*Short exercise:*
Please switch "tight" to "close-fitting" throughout the data below and change nothing else. Write the data out again without the pictures.

* start Records *

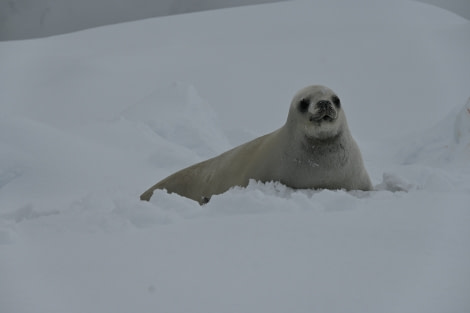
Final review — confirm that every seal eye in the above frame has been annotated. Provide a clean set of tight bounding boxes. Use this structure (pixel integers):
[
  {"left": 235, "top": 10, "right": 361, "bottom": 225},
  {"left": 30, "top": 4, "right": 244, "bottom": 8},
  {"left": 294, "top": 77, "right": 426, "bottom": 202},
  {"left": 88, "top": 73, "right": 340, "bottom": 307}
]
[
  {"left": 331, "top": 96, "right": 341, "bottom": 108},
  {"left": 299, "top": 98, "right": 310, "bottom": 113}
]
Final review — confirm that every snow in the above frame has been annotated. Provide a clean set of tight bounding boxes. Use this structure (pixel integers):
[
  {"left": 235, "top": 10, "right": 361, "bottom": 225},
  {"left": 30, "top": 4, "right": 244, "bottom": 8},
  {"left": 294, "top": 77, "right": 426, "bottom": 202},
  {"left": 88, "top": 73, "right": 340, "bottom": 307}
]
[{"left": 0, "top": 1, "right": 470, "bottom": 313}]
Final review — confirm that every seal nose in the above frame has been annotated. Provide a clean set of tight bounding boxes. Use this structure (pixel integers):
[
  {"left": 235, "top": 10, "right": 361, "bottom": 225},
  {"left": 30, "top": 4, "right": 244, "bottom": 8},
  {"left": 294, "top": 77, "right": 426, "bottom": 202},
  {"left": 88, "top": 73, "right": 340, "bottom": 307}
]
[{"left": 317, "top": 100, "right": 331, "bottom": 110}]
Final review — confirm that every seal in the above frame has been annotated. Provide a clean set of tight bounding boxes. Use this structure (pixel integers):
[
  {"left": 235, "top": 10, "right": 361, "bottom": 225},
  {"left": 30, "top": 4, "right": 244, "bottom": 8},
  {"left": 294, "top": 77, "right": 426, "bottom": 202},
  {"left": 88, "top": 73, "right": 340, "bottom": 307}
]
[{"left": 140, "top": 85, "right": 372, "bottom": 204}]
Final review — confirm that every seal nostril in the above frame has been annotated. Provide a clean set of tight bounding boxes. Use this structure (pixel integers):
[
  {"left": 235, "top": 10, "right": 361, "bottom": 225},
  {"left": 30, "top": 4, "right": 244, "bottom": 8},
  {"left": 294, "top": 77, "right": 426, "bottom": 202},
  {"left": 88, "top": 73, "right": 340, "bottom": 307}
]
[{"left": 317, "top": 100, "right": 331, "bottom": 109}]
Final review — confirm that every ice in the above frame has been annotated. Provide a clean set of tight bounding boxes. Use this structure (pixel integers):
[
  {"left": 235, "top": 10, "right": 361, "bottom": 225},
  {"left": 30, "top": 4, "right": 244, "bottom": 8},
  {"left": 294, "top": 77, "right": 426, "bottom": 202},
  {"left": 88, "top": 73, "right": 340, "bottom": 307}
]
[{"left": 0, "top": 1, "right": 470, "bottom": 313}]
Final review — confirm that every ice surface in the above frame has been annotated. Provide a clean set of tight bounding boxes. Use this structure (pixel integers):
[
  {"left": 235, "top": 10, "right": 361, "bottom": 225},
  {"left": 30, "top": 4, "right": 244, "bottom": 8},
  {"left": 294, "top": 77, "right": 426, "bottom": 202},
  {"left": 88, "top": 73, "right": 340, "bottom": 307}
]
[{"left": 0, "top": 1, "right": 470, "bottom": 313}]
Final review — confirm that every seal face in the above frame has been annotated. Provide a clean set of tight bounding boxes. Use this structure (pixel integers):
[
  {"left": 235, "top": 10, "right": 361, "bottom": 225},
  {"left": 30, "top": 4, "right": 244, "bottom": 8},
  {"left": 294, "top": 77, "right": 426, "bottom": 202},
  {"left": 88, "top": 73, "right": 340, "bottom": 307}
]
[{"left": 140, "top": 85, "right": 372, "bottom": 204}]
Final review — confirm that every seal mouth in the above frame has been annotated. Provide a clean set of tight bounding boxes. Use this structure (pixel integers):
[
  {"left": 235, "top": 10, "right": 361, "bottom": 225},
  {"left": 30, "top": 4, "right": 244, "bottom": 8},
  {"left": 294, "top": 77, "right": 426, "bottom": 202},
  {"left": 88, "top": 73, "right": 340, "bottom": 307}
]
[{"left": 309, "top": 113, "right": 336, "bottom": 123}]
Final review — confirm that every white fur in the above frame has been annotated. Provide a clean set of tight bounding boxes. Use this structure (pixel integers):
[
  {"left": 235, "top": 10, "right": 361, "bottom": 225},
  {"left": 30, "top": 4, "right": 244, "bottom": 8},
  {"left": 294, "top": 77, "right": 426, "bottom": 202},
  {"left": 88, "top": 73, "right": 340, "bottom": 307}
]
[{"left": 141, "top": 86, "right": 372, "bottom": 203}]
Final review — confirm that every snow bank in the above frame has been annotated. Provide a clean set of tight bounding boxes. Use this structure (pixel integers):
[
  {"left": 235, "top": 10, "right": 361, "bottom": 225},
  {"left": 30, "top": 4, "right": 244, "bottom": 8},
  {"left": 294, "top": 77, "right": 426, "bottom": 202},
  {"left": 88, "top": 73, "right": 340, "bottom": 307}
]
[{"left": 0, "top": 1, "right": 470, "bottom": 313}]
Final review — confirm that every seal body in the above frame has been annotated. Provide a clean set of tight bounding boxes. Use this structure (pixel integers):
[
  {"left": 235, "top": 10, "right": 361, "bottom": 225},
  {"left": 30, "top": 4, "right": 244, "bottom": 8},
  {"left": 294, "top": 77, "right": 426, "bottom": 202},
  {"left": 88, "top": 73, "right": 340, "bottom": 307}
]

* end Records *

*Task answer:*
Final review — confirm that every seal eye in the above frame has been annotated. Provide a clean set of close-fitting bounding boxes. Use this structure (pixel integers):
[
  {"left": 235, "top": 10, "right": 361, "bottom": 225},
  {"left": 30, "top": 4, "right": 244, "bottom": 8},
  {"left": 294, "top": 77, "right": 426, "bottom": 202},
  {"left": 88, "top": 73, "right": 340, "bottom": 307}
]
[
  {"left": 331, "top": 96, "right": 341, "bottom": 108},
  {"left": 299, "top": 98, "right": 310, "bottom": 113}
]
Final review — confirm that every snow in the above frame has been annotated. Provide a clean set of close-fitting bounding boxes. Use this structure (pixel integers):
[
  {"left": 235, "top": 10, "right": 361, "bottom": 225},
  {"left": 30, "top": 4, "right": 244, "bottom": 8},
  {"left": 294, "top": 77, "right": 426, "bottom": 202},
  {"left": 88, "top": 73, "right": 340, "bottom": 307}
]
[{"left": 0, "top": 1, "right": 470, "bottom": 313}]
Final review — confirm that every seal nose in the above frame has been annotated. Provide a clean set of close-fitting bounding boxes. Use this structure (pixel integers):
[
  {"left": 235, "top": 10, "right": 361, "bottom": 225},
  {"left": 30, "top": 4, "right": 244, "bottom": 8},
  {"left": 294, "top": 77, "right": 426, "bottom": 202},
  {"left": 88, "top": 73, "right": 340, "bottom": 307}
]
[{"left": 317, "top": 100, "right": 331, "bottom": 110}]
Final review — confirm that every seal in the above frame has been annotated. Provide a clean set of close-fitting bounding boxes. Use this structure (pixel integers):
[
  {"left": 235, "top": 10, "right": 361, "bottom": 225},
  {"left": 30, "top": 4, "right": 244, "bottom": 8},
  {"left": 294, "top": 77, "right": 426, "bottom": 202},
  {"left": 88, "top": 73, "right": 340, "bottom": 307}
]
[{"left": 140, "top": 85, "right": 372, "bottom": 204}]
Final review — confirm that every seal nostril in the above frame has been annotated. Provide a clean set of close-fitting bounding boxes. Use this structure (pixel integers):
[
  {"left": 235, "top": 10, "right": 361, "bottom": 225},
  {"left": 30, "top": 4, "right": 244, "bottom": 8},
  {"left": 294, "top": 77, "right": 426, "bottom": 202},
  {"left": 88, "top": 73, "right": 340, "bottom": 307}
]
[{"left": 317, "top": 100, "right": 331, "bottom": 109}]
Final review — confirm that every ice in the above frame has been annotated. Provide a clean set of close-fitting bounding boxes. Use this structure (pixel integers):
[
  {"left": 235, "top": 10, "right": 361, "bottom": 225},
  {"left": 30, "top": 4, "right": 244, "bottom": 8},
  {"left": 294, "top": 77, "right": 426, "bottom": 202},
  {"left": 88, "top": 73, "right": 340, "bottom": 307}
]
[{"left": 0, "top": 1, "right": 470, "bottom": 313}]
Final review — confirm that every ice surface in the above frame has been annotated. Provide a clean set of close-fitting bounding boxes. Use this structure (pixel integers):
[
  {"left": 235, "top": 10, "right": 361, "bottom": 225},
  {"left": 30, "top": 4, "right": 244, "bottom": 8},
  {"left": 294, "top": 77, "right": 426, "bottom": 202},
  {"left": 88, "top": 73, "right": 340, "bottom": 307}
]
[{"left": 0, "top": 1, "right": 470, "bottom": 313}]
Final review — confirm that every seal face in the above frame has been annotated. Provide a clean set of close-fitting bounding boxes. Use this structure (pixel integers):
[
  {"left": 235, "top": 10, "right": 361, "bottom": 225},
  {"left": 30, "top": 4, "right": 244, "bottom": 8},
  {"left": 294, "top": 77, "right": 426, "bottom": 202},
  {"left": 88, "top": 73, "right": 340, "bottom": 307}
]
[{"left": 140, "top": 85, "right": 372, "bottom": 204}]
Final review — confirm that every seal mouth in the above frame has been annotated. Provide a clean set of close-fitting bounding boxes. Use this structure (pixel integers):
[
  {"left": 235, "top": 10, "right": 361, "bottom": 225},
  {"left": 30, "top": 4, "right": 244, "bottom": 8},
  {"left": 294, "top": 77, "right": 426, "bottom": 202},
  {"left": 88, "top": 73, "right": 340, "bottom": 307}
]
[{"left": 309, "top": 113, "right": 336, "bottom": 123}]
Final review — confirm that every white fur in the above frame has been annotated. Provide a clean set of close-fitting bounding boxes. Use this structure (pixel integers):
[
  {"left": 235, "top": 10, "right": 361, "bottom": 225},
  {"left": 30, "top": 4, "right": 244, "bottom": 8},
  {"left": 294, "top": 77, "right": 426, "bottom": 202},
  {"left": 88, "top": 73, "right": 340, "bottom": 307}
]
[{"left": 141, "top": 86, "right": 372, "bottom": 203}]
Final review — confirm that every snow bank in the above frame has been annotated. Provide a clean set of close-fitting bounding boxes. Use this structure (pixel integers):
[
  {"left": 235, "top": 10, "right": 361, "bottom": 225},
  {"left": 30, "top": 4, "right": 244, "bottom": 8},
  {"left": 294, "top": 77, "right": 426, "bottom": 202},
  {"left": 88, "top": 73, "right": 340, "bottom": 307}
]
[{"left": 0, "top": 1, "right": 470, "bottom": 313}]
Final review — confirm that every seal body in the above frame has been annotated. Provide a clean set of close-fitting bounding boxes. Use this structure (pixel integers):
[
  {"left": 235, "top": 10, "right": 361, "bottom": 225},
  {"left": 30, "top": 4, "right": 244, "bottom": 8},
  {"left": 294, "top": 77, "right": 426, "bottom": 202},
  {"left": 88, "top": 73, "right": 340, "bottom": 307}
]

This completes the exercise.